■ **What the task requires**: Using the listing below, extract each line that has the word "faucet" in it.

■ **Provided records**:

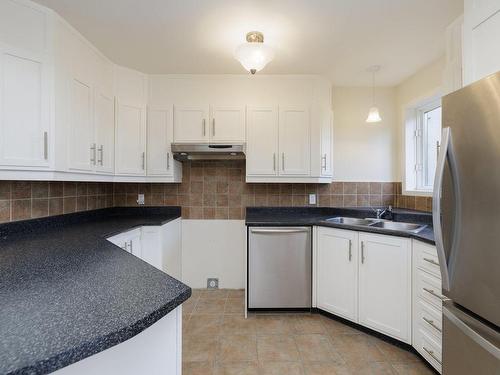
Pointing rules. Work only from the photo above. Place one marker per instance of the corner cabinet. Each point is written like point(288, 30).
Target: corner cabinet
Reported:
point(481, 41)
point(337, 272)
point(385, 285)
point(365, 278)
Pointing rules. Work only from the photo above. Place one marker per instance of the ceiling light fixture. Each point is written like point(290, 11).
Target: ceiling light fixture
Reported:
point(373, 114)
point(254, 55)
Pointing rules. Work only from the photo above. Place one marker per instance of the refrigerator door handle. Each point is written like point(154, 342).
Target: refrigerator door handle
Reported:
point(473, 335)
point(445, 153)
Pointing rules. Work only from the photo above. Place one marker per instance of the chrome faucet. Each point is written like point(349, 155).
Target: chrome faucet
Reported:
point(380, 212)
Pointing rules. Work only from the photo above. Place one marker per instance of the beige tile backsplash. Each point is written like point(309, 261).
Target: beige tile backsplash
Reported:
point(210, 190)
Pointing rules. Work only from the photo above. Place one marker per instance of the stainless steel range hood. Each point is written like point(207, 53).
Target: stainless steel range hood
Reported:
point(205, 151)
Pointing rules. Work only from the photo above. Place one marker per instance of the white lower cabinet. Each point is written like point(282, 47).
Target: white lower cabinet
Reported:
point(159, 246)
point(385, 284)
point(427, 303)
point(337, 268)
point(365, 278)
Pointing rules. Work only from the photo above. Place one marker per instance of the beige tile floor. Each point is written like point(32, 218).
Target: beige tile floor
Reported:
point(218, 340)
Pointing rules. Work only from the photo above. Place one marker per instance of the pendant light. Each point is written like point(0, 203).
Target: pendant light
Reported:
point(373, 114)
point(254, 55)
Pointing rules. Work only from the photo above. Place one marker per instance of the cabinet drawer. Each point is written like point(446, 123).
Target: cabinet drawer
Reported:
point(429, 319)
point(428, 348)
point(429, 289)
point(426, 258)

■ **Solution to the exercise**:
Pointing rules. Work only from the photo above. Place one marker per instance of the chrome faucet. Each point is written like point(349, 155).
Target: chrome faucet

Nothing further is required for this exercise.